■ **Exercise**
Write out all the material exactly. Leave nothing out.

(Lines of data)
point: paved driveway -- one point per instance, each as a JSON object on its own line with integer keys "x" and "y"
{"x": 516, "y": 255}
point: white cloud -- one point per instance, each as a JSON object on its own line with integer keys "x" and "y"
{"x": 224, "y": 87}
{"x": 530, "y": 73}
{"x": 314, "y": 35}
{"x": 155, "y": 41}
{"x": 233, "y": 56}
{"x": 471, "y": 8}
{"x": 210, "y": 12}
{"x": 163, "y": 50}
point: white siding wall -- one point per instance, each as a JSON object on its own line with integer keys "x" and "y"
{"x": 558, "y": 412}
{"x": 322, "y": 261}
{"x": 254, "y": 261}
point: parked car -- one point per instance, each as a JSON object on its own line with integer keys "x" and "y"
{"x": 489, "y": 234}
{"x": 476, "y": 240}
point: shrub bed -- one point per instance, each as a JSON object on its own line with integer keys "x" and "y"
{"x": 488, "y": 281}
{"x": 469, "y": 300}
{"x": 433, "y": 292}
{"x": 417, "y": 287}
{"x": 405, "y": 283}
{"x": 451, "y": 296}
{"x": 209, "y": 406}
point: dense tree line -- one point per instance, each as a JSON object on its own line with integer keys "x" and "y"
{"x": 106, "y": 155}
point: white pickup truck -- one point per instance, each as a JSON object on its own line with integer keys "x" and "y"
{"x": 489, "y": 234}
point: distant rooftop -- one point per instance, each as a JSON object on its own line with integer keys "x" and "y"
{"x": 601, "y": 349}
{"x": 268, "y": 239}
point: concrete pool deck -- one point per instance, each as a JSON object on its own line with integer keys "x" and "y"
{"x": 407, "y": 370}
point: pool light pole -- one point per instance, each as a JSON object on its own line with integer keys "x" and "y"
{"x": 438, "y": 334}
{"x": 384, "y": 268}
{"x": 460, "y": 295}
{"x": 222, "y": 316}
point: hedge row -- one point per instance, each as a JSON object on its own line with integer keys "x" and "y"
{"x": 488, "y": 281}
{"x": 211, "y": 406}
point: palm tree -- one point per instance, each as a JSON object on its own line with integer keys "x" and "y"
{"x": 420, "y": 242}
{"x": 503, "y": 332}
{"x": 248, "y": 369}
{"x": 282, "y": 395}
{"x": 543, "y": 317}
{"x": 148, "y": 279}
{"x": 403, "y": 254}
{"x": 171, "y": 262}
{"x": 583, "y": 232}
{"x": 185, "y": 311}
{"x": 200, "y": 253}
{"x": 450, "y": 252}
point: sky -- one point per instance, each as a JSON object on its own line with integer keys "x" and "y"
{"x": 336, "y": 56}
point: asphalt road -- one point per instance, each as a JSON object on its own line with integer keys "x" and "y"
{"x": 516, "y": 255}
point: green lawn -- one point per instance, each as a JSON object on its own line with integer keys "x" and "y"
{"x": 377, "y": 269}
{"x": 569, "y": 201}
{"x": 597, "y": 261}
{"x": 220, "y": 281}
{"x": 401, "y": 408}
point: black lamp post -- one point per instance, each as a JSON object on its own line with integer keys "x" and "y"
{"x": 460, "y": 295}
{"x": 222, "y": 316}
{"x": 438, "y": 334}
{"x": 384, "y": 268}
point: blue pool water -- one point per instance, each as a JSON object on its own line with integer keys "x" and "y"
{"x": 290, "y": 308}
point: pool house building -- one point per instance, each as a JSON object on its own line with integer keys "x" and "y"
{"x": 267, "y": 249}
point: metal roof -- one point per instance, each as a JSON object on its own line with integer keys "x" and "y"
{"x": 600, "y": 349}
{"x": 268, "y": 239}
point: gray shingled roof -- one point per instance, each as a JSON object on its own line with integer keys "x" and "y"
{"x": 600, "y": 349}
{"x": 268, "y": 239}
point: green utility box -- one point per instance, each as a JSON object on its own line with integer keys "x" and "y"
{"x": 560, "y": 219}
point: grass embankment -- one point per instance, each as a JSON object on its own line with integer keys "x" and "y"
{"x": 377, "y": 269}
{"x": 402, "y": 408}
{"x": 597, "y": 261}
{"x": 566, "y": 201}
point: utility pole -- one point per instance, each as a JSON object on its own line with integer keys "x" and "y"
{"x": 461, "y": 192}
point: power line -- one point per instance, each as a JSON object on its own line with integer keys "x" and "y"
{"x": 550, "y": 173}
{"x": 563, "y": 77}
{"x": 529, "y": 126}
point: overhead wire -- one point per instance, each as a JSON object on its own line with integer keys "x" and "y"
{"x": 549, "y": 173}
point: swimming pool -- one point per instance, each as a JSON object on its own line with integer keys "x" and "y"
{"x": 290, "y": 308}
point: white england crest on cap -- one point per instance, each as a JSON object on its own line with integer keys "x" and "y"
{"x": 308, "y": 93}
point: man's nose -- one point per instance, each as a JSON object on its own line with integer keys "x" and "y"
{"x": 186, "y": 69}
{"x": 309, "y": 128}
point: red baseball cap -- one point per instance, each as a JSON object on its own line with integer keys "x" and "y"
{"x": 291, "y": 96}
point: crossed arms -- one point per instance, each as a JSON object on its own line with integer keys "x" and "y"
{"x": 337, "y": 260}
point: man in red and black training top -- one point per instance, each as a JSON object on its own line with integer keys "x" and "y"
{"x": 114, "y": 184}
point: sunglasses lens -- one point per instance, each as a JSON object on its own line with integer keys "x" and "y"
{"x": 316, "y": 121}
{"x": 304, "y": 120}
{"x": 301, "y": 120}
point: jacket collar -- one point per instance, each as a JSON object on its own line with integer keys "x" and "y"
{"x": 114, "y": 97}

■ **Reply to the task**
point: paved driveway -- one point per instance, each as a JSON object on its own line with integer keys "x" and "y"
{"x": 516, "y": 255}
point: white cloud -- one point per instance, each as a JSON object on its own line with integer keys "x" and "y"
{"x": 224, "y": 87}
{"x": 530, "y": 73}
{"x": 314, "y": 35}
{"x": 155, "y": 41}
{"x": 233, "y": 56}
{"x": 471, "y": 8}
{"x": 210, "y": 12}
{"x": 163, "y": 50}
point: white siding wall -- one point per instance, each as a JSON object on its own line with integer keys "x" and "y"
{"x": 558, "y": 412}
{"x": 322, "y": 261}
{"x": 254, "y": 261}
point: parked car -- one point per instance, each as a JSON object on its own line with integer keys "x" and "y"
{"x": 489, "y": 234}
{"x": 476, "y": 240}
point: shrub bed -- one point per instance, each as a JSON object on its own line with integer keys "x" and "y"
{"x": 488, "y": 281}
{"x": 469, "y": 300}
{"x": 433, "y": 292}
{"x": 417, "y": 287}
{"x": 405, "y": 283}
{"x": 451, "y": 296}
{"x": 209, "y": 406}
point: dense tree line -- one point per instance, each as a JSON object on its own line with integer keys "x" and "y"
{"x": 106, "y": 155}
point: white pickup truck -- one point per instance, each as a JSON object on its own line with integer keys "x" and "y"
{"x": 489, "y": 234}
point: distant rooftop -- one point per instance, each as a JSON object on its own line with integer keys "x" and "y"
{"x": 601, "y": 349}
{"x": 268, "y": 239}
point: concrete pool deck -- one point per instance, each as a JSON object on its own line with integer keys "x" and "y"
{"x": 407, "y": 370}
point: pool light pole -- one point per instance, each as a JSON object on its own line with integer keys "x" and "y"
{"x": 438, "y": 334}
{"x": 384, "y": 268}
{"x": 460, "y": 295}
{"x": 222, "y": 316}
point: hedge row -- one point per instance, each as a JSON object on its own line with integer keys "x" and "y"
{"x": 488, "y": 281}
{"x": 211, "y": 406}
point: palm tree -- one point per instance, each as a JSON object on its own line with integer keys "x" and "y"
{"x": 420, "y": 242}
{"x": 503, "y": 332}
{"x": 248, "y": 369}
{"x": 282, "y": 395}
{"x": 543, "y": 317}
{"x": 148, "y": 279}
{"x": 403, "y": 254}
{"x": 171, "y": 262}
{"x": 583, "y": 232}
{"x": 185, "y": 311}
{"x": 200, "y": 253}
{"x": 450, "y": 252}
point: sky -- one point per instance, each as a JSON object on its own line with integer keys "x" and "y"
{"x": 336, "y": 56}
point: asphalt road -- one point per instance, each as a JSON object on its own line with integer keys "x" and "y"
{"x": 516, "y": 255}
point: green lawn -- one point per instance, each as a JSON object on its own line with integer keys "x" and "y"
{"x": 377, "y": 269}
{"x": 569, "y": 201}
{"x": 597, "y": 261}
{"x": 220, "y": 281}
{"x": 401, "y": 408}
point: black lamp post -- one point per instance, each as a JSON object on its own line with integer keys "x" and "y"
{"x": 460, "y": 295}
{"x": 222, "y": 316}
{"x": 438, "y": 334}
{"x": 384, "y": 268}
point: blue pool water -- one point per instance, each as a JSON object on its own line with integer keys "x" and "y"
{"x": 290, "y": 308}
point: pool house building -- one point per instance, each as a JSON object on its own line with integer keys "x" and "y"
{"x": 267, "y": 249}
point: metal roof -- one point per instance, each as a JSON object on its own line with integer keys "x" and "y"
{"x": 600, "y": 349}
{"x": 268, "y": 239}
point: gray shingled roof -- one point per instance, each as a JSON object on its own line with integer keys "x" and "y"
{"x": 600, "y": 349}
{"x": 268, "y": 239}
point: green utility box -- one point per instance, each as a JSON object on its own line with integer keys "x" and "y"
{"x": 560, "y": 219}
point: grass embankment -- one point per instance, each as a JSON object on its own line with integer keys "x" and "y"
{"x": 377, "y": 269}
{"x": 402, "y": 408}
{"x": 597, "y": 261}
{"x": 566, "y": 201}
point: utility pole -- one point per instance, each as a JSON object on its own line with integer keys "x" and "y"
{"x": 461, "y": 192}
point: power line -- one point per instance, each as a JSON object on its own line with integer keys "x" and "y"
{"x": 550, "y": 173}
{"x": 563, "y": 77}
{"x": 529, "y": 126}
point: overhead wire -- one point per instance, each as a JSON object on its own line with integer keys "x" and "y"
{"x": 549, "y": 173}
point: swimming pool -- one point per instance, each as a JSON object on its own line with integer keys "x" and "y"
{"x": 290, "y": 308}
point: white england crest on cap -- one point per instance, each as a JSON object on its own line with integer keys "x" and "y"
{"x": 308, "y": 93}
point: man's nose -- one point per instance, each as a JSON object on its own line with integer keys "x" and "y"
{"x": 186, "y": 69}
{"x": 309, "y": 128}
point: red baseball cap -- one point per instance, each as a JSON object on its own line with integer keys "x" and "y"
{"x": 291, "y": 96}
point: crossed arms -- one point per instance, each as a JSON object on its own line with integer keys "x" and "y"
{"x": 337, "y": 260}
point: man in red and black training top -- one point per instance, each as a JSON object on its own line with integer keys "x" and "y"
{"x": 114, "y": 184}
point: sunglasses lens -- one point per instance, each as a JSON object on its own line with integer keys "x" and "y"
{"x": 316, "y": 121}
{"x": 304, "y": 120}
{"x": 301, "y": 120}
point: jacket collar -- one point per instance, each as a JSON object on its own line with integer keys "x" and "y"
{"x": 114, "y": 97}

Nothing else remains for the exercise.